▶ [TASK REQUIREMENTS] Copy out the listing below, replacing every "Tag" with "Label" and leaving everything else unchanged.

:::

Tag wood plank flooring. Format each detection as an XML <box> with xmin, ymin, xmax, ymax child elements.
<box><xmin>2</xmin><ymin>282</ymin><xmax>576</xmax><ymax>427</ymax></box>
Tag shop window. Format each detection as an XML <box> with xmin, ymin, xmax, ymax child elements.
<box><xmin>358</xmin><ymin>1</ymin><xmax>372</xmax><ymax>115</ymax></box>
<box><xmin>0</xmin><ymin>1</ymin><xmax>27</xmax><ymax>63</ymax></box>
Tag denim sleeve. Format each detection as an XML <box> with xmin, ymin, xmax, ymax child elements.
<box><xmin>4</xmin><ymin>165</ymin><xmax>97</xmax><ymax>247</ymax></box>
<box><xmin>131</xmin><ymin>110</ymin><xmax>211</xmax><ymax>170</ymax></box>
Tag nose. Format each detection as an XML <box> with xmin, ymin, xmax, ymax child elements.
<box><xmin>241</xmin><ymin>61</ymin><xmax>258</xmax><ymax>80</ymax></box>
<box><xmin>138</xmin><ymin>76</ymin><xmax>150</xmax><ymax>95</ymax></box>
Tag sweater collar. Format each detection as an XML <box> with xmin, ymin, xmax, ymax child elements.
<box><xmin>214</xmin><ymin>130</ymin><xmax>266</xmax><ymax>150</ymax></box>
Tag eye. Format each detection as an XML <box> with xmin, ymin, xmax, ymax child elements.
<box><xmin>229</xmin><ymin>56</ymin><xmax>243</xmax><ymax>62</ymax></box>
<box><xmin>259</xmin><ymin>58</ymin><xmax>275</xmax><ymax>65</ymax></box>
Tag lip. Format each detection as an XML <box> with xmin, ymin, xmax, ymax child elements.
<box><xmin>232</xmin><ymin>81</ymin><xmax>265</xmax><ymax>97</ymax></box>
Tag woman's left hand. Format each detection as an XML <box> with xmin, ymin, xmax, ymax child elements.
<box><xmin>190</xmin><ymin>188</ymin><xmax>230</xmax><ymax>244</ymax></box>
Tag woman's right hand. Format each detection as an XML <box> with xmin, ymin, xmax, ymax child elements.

:::

▶ [EXERCISE RESULT]
Label wood plank flooring. Format each detection as an XML <box> with xmin, ymin, xmax, ymax child elements.
<box><xmin>2</xmin><ymin>282</ymin><xmax>576</xmax><ymax>427</ymax></box>
Label shop window. Format each detection as an XML <box> with xmin, ymin, xmax, ymax child elements.
<box><xmin>358</xmin><ymin>1</ymin><xmax>372</xmax><ymax>115</ymax></box>
<box><xmin>0</xmin><ymin>1</ymin><xmax>27</xmax><ymax>63</ymax></box>
Label denim sleeve. Format each detection as an XML <box> with xmin, ymin, xmax, ymax child elements.
<box><xmin>4</xmin><ymin>165</ymin><xmax>97</xmax><ymax>247</ymax></box>
<box><xmin>131</xmin><ymin>110</ymin><xmax>211</xmax><ymax>170</ymax></box>
Label nose. Format each detection as an XML <box> with xmin, ymin, xmax, ymax child elements.
<box><xmin>241</xmin><ymin>61</ymin><xmax>258</xmax><ymax>80</ymax></box>
<box><xmin>138</xmin><ymin>76</ymin><xmax>150</xmax><ymax>95</ymax></box>
Label sweater collar. Format each detection as an XML <box> with xmin, ymin, xmax, ymax child elements.
<box><xmin>214</xmin><ymin>130</ymin><xmax>266</xmax><ymax>150</ymax></box>
Label eye. Format each detection as an XML <box> with xmin, ymin, xmax, ymax child elements.
<box><xmin>229</xmin><ymin>56</ymin><xmax>243</xmax><ymax>62</ymax></box>
<box><xmin>259</xmin><ymin>58</ymin><xmax>275</xmax><ymax>65</ymax></box>
Label lip. Format each detection as an XML <box> with xmin, ymin, xmax, ymax child elements.
<box><xmin>232</xmin><ymin>81</ymin><xmax>265</xmax><ymax>97</ymax></box>
Label woman's left hand. Format each detection as an XML <box> with xmin, ymin, xmax, ymax child elements.
<box><xmin>190</xmin><ymin>188</ymin><xmax>230</xmax><ymax>244</ymax></box>
Label woman's right hand. Format each detection as an XML <box> with xmin, ymin, xmax, ymax child elements.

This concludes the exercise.